Work order:
Output only the lines below from the one containing "[indicate] street lamp" to the one containing "[indicate] chain-link fence", exactly as written, both ends kept.

Point-per-instance localization data
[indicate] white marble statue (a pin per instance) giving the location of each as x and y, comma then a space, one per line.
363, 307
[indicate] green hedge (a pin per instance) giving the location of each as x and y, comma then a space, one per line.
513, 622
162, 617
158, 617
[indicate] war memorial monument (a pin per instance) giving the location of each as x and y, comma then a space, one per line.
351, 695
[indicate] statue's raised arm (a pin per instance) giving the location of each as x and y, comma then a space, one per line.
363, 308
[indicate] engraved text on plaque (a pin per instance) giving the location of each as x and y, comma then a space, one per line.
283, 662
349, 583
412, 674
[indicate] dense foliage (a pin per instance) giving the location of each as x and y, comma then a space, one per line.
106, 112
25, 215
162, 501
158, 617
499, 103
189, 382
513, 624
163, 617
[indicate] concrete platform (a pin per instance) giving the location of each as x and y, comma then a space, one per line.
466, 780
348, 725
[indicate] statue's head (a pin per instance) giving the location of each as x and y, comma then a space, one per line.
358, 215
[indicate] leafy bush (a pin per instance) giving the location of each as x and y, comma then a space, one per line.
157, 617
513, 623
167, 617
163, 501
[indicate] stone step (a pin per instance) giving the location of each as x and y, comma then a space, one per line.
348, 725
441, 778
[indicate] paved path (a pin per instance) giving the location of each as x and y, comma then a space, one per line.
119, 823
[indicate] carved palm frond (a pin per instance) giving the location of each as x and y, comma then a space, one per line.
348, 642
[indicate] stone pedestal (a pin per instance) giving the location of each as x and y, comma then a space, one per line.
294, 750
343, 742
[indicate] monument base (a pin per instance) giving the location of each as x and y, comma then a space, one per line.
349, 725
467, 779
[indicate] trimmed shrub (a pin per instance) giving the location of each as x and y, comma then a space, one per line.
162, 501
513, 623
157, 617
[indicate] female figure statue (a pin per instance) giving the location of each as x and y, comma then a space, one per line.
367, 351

--

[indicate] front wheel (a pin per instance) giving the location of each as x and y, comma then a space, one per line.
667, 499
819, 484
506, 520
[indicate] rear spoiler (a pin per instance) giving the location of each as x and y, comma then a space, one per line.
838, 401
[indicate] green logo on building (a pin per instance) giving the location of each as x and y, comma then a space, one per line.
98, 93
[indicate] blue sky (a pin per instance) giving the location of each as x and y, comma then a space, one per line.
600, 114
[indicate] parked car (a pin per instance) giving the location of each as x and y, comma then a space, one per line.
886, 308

--

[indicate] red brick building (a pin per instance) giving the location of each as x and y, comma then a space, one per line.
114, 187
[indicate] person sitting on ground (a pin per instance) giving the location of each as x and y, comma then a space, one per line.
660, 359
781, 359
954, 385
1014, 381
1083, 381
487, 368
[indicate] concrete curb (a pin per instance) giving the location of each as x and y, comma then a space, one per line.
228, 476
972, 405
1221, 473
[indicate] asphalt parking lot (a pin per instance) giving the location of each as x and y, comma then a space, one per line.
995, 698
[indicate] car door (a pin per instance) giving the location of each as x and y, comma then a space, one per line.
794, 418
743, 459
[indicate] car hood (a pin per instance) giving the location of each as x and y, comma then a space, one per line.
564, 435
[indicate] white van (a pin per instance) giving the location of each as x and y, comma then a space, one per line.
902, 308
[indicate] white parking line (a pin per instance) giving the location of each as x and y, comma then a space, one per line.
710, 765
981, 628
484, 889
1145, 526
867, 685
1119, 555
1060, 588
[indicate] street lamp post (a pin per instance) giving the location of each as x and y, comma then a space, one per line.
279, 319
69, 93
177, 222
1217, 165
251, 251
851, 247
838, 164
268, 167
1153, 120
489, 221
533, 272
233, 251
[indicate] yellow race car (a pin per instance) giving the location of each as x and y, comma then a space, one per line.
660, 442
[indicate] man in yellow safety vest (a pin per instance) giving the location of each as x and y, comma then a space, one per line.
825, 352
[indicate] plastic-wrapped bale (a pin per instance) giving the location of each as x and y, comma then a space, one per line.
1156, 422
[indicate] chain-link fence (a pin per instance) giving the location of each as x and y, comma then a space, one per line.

Result:
[indicate] street lamp post (a pin per instance) giving the location of each as x and y, comma then a space, one per line.
279, 319
69, 93
177, 222
1217, 165
251, 251
851, 247
838, 164
268, 167
1153, 120
489, 221
533, 272
233, 251
[indicate] yellow race car (a pin per instance) giving the location of each as x and y, comma then a space, one per line.
660, 442
[indicate] man in yellow safety vest (a pin per instance) giving the location of each as x and y, comma then a space, one per line.
825, 352
[indicate] plastic-wrapped bale (a pin per instance) giving the location of each as x and y, comma then a space, one per line.
1156, 422
[indicate] chain-link fence (a pin per instance) giving the location of each as x and y, comma then a space, one per line.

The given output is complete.